Page text.

▼

TALKING WITH CHILDREN ABOUT DEATH

TALKING WITH CHILDREN ABOUT DEATH

Whenever we have to talk to children about death, our natural instincts are to shelter them from hurting.  When it comes to this life lesson, we become fiercely protective of them and don’t want them to experience pain.  The truth of the matter is that as parents or guardians, we teach our children about life, but just as importantly, we need to teach our children about death.  We all know that in the natural world, like all living things, humans have a limited life span and that death is inevitable.  Preparing our young people to understand death is vital to their growing up process.  The most important approach to this life’s lesson is for you to be honest with them and speak from your heart.  You will find that by being honest, children can face the death of their loved ones more realistically.  Reflect on your own experience of understanding death and how you learned about death.  That will help you better understand how important honesty is in learning about this life lesson.   

Also, ask them if they want to attend the funeral instead of making a protective choice for them.  You’d be surprised how curious they are; and, innately, they already know something, or should I say someone, in their life has changed.  The more you avoid the subject, the harder you make it for them to understand what is happening around them.  Make sure you check in with them from time to time during and after the experience and give them the freedom to think and process their thoughts and feelings on an ongoing basis.

▲

(Source records)
▼

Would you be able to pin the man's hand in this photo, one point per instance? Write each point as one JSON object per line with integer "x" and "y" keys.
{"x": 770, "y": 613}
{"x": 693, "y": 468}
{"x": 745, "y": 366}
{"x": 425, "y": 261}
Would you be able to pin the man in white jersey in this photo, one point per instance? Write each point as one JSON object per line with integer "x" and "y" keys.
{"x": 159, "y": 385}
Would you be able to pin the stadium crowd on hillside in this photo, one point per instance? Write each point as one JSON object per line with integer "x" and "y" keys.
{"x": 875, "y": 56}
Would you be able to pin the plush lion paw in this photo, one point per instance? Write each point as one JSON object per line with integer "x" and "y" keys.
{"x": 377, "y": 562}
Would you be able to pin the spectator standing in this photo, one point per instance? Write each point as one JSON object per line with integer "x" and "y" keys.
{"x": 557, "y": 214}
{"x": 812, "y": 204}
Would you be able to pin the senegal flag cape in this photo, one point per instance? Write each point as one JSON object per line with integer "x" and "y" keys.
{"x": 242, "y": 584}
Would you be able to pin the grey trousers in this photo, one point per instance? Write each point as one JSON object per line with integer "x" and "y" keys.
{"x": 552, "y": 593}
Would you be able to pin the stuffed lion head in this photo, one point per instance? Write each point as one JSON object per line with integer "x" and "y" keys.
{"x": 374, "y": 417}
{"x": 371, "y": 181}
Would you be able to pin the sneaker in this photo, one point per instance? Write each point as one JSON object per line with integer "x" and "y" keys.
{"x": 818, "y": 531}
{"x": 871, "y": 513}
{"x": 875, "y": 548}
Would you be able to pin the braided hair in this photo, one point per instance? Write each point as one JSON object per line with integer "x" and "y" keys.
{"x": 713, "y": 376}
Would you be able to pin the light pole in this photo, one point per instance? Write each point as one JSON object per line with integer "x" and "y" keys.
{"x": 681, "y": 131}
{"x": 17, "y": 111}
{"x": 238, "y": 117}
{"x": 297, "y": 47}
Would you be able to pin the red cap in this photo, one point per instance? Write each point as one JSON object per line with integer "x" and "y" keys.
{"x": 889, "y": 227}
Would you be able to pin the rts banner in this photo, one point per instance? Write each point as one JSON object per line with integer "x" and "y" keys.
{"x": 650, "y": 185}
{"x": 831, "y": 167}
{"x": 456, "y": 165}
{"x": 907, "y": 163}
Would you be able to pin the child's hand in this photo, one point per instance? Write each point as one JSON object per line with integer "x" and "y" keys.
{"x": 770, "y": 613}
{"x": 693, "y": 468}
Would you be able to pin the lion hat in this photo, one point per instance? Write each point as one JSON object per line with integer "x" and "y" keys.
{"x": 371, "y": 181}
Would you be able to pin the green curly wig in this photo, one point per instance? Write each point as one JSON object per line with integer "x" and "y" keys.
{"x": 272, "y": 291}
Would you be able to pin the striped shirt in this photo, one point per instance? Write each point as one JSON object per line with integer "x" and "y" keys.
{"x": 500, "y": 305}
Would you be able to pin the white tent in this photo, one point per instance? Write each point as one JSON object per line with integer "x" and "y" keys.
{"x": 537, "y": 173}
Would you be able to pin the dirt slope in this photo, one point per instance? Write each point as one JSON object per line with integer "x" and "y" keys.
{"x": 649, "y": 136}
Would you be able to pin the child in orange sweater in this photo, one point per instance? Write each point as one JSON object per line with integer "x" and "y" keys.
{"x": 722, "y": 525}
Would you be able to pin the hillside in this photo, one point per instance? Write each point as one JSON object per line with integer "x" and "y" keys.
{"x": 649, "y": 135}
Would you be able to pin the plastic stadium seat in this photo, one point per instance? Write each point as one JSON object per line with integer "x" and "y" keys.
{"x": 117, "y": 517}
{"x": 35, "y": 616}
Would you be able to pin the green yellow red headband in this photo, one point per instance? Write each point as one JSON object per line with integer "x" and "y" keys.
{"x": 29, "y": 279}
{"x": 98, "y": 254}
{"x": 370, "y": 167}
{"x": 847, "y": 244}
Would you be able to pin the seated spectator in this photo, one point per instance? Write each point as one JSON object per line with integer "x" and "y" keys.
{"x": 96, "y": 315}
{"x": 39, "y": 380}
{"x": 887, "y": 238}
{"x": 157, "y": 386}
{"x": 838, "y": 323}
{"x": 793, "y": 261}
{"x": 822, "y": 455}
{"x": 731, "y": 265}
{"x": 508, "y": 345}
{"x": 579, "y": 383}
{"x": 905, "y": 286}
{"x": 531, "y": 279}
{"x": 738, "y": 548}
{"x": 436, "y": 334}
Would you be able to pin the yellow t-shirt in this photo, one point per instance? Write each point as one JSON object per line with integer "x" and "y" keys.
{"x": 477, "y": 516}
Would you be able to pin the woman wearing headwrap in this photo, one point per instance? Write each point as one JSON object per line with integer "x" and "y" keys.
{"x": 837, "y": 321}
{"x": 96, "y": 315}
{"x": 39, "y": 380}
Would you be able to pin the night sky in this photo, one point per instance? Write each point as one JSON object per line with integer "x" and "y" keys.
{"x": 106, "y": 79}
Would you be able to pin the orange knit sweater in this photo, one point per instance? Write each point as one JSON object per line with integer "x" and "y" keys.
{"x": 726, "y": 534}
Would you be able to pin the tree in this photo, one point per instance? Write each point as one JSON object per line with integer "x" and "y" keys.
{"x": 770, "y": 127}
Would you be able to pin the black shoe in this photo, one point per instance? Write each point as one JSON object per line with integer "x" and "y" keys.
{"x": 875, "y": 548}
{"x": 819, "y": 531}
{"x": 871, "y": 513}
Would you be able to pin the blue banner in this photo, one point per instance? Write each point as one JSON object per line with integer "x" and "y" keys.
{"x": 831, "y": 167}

▲

Task statement. In the page on talking with children about death, why should parents ask children whether they want to attend the funeral instead of deciding for them? Answer in one to three sentences. Nothing in the listing is needed here.

The solution. Children are more curious than adults might expect, and they already sense that someone in their life has changed. Avoiding the subject only makes it harder for them to understand what is happening around them.